### TEXT SHOWN
# # #
Exadata 22.1 brings a new and comprehensive monitoring solution for extracting detailed statistics across the Exadata machine. Exadata Real-Time Insight allows machine administrators to stream over 200 unique metrics directly from Exadata Database and Storage Servers at as low as one-second intervals.
Metrics and statistics are currently collected in Exadata via the management server (MS) and available to the end-user via the CLI command list metrichistory
or list metriccurrent
. Other OS-level metrics are collected by ExaWatcher and stored on the filesystem. Both types of statistics are automatically gathered and maintained on the individual servers and are programmatically recycled based on time and space availability.
# # #
### RECORDS SUPPLIED
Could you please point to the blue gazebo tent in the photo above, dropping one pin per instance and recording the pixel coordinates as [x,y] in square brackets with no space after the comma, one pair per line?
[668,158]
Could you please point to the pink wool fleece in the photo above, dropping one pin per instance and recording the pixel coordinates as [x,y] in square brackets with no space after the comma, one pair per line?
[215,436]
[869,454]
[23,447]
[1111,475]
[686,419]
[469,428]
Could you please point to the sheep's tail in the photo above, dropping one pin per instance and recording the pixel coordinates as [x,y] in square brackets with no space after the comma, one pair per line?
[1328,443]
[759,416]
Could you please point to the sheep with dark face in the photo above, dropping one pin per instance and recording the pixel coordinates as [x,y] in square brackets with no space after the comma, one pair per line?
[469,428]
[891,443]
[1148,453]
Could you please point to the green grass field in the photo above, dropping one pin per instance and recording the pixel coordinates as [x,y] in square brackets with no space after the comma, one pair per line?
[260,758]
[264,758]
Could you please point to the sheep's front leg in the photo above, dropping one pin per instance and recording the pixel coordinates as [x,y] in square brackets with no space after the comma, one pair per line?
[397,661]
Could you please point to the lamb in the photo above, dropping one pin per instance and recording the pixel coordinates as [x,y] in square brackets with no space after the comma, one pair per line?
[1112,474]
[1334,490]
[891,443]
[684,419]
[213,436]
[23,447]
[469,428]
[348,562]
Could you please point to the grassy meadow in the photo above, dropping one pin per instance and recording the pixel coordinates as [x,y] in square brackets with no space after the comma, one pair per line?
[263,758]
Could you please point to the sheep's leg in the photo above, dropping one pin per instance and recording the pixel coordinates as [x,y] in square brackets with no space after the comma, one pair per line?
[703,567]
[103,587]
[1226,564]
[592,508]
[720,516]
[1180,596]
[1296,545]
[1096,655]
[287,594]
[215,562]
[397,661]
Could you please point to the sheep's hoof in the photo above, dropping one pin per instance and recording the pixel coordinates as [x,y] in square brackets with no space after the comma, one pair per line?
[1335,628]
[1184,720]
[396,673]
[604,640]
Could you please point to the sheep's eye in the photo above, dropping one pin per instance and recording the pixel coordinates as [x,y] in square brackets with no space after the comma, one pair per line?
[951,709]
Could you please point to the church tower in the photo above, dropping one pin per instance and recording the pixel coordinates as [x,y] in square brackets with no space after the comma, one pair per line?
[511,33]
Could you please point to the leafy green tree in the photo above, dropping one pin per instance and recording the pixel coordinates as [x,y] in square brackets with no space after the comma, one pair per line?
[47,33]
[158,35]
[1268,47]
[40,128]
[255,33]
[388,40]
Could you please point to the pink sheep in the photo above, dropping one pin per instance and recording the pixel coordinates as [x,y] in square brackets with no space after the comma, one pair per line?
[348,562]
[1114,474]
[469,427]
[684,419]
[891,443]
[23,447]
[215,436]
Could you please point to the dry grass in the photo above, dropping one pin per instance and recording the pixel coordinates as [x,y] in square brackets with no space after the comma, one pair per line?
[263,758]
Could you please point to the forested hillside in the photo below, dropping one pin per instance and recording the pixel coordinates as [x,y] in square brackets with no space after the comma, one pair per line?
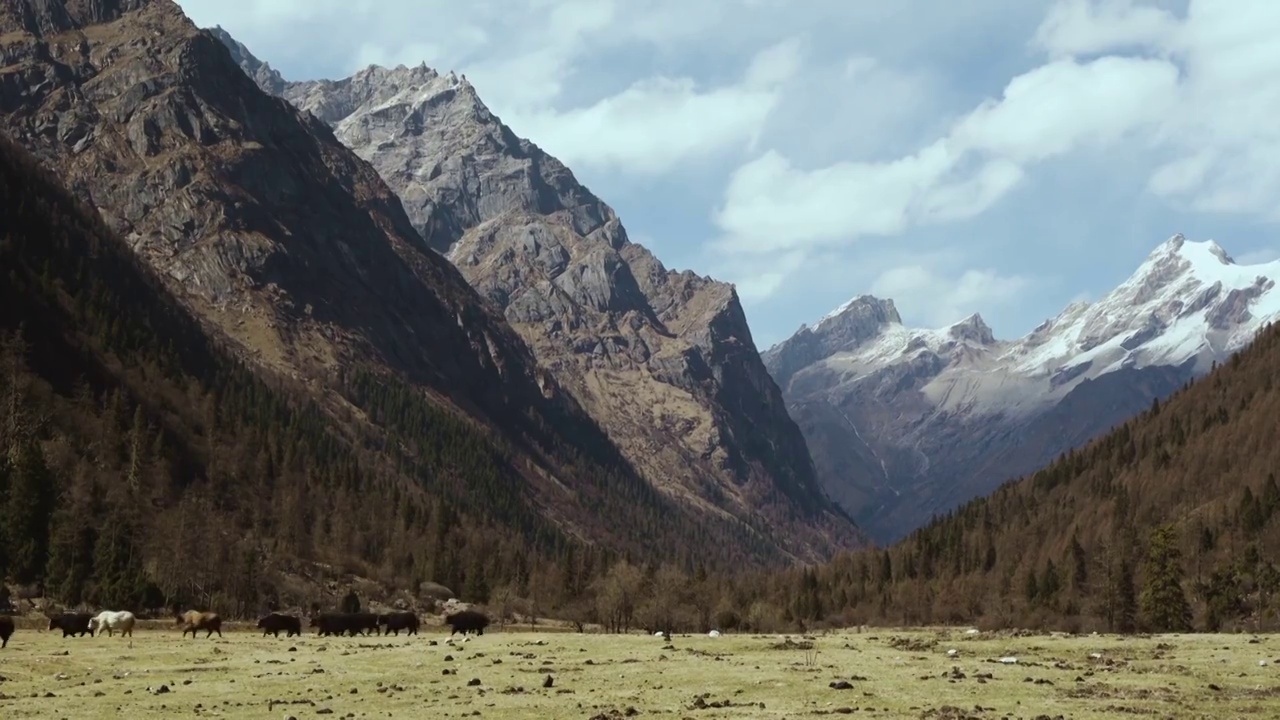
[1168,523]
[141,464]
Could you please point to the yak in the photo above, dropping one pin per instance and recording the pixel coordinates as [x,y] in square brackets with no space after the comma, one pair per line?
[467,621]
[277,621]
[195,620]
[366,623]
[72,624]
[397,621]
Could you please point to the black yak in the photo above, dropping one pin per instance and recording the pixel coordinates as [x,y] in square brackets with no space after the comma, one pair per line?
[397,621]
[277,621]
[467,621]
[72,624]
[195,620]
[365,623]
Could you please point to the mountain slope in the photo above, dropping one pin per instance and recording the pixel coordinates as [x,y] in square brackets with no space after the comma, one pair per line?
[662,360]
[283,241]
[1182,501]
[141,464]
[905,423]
# # #
### WORK INSTRUCTIONS
(a) Retype the text on Exadata Real-Time Insight in full, word for word.
(b) Echo the lines of the entries, starting with the line that contains "Could you please point to the black" and going on through the final line of the entries, both ends included.

### ANSWERS BY TASK
(a)
Exadata 22.1 brings a new and comprehensive monitoring solution for extracting detailed statistics across the Exadata machine. Exadata Real-Time Insight allows machine administrators to stream over 200 unique metrics directly from Exadata Database and Storage Servers at as low as one-second intervals.
Metrics and statistics are currently collected in Exadata via the management server (MS) and available to the end-user via the CLI command list metrichistory
or list metriccurrent
. Other OS-level metrics are collected by ExaWatcher and stored on the filesystem. Both types of statistics are automatically gathered and maintained on the individual servers and are programmatically recycled based on time and space availability.

(b)
Could you please point to the black yak in the photo above, dropping one pin per instance and recording the pixel coordinates as [x,y] in square brackets with no space after the comma, one pair per line?
[397,621]
[277,621]
[467,621]
[72,624]
[195,620]
[365,623]
Could you please point to the mountain slope in the photo above, dropping one pin per instance and recording the pixel coordinates as [x,y] in square brackets with no space after the comma, one pair per line?
[662,360]
[283,241]
[1182,501]
[141,464]
[905,423]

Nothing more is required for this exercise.